* _Required work_
Render the listing below as a JSON array of strings, with one string per line and blank lines omitted. Leave the pictures out.

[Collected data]
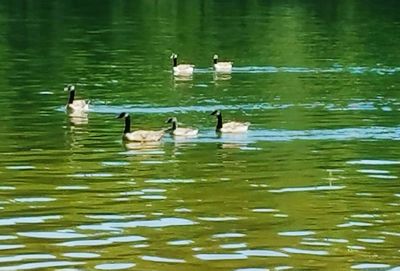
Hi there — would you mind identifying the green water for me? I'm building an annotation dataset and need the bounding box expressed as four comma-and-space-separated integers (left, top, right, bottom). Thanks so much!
0, 0, 400, 271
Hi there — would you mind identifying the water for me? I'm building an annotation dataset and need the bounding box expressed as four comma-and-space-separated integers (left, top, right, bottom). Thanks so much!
0, 1, 400, 271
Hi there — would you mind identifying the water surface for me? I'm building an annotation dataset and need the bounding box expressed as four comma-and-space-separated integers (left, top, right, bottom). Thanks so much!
0, 1, 400, 271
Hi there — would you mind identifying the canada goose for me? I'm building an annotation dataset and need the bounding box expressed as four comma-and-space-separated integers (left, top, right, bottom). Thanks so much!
166, 117, 199, 136
213, 55, 232, 73
117, 112, 164, 142
171, 53, 194, 76
64, 85, 89, 112
211, 110, 250, 133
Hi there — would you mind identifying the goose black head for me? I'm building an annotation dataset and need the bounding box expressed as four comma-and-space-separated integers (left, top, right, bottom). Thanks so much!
64, 84, 75, 91
210, 110, 221, 116
117, 112, 129, 119
165, 117, 177, 123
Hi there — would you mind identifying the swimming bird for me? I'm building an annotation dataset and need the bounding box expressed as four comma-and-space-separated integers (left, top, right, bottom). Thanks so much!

* _Answer to the exercise_
[
  "Hi there — would you mind identifying the green water for me? I'm building an annotation dataset and need the bounding box expressed as four comma-and-space-separated integers (left, top, right, bottom). Thanks so much!",
  "0, 0, 400, 271",
  "Hi there — would you mind identifying the water for me? I'm building an annotation dataset and need the bounding box expressed as four comma-and-space-separated integers (left, top, right, bottom). Thanks so much!",
  "0, 1, 400, 271",
  "Hi there — would you mind identifying the water surface for me? I'm building an annotation dataset and need the bounding box expressed as four comma-and-space-separated integers (left, top, right, bottom). Thanks so much!",
  "0, 1, 400, 271",
  "Hi there — would you mind identifying the canada goose for me? I'm building an annotation dataset and need the bounding box expressed as four comma-and-space-separated integers (left, top, right, bottom). Thanks so much!",
  "166, 117, 199, 136",
  "213, 55, 232, 73",
  "117, 112, 164, 142",
  "171, 53, 194, 76",
  "64, 85, 89, 112",
  "211, 110, 250, 133",
  "Hi there — would you mind identifying the goose black head for me? I'm building an annotation dataset and need the bounding box expressed as four comma-and-space-separated integers (left, top, right, bottom). Thanks so much!",
  "64, 84, 75, 91",
  "210, 110, 221, 116",
  "117, 112, 129, 119",
  "165, 117, 177, 123",
  "Hi there — would you mind identifying the swimming bird for me? I'm building an annotation dataset and need the bounding box expressed as four comma-and-space-separated integers (left, top, right, bottom). Thanks so much!"
]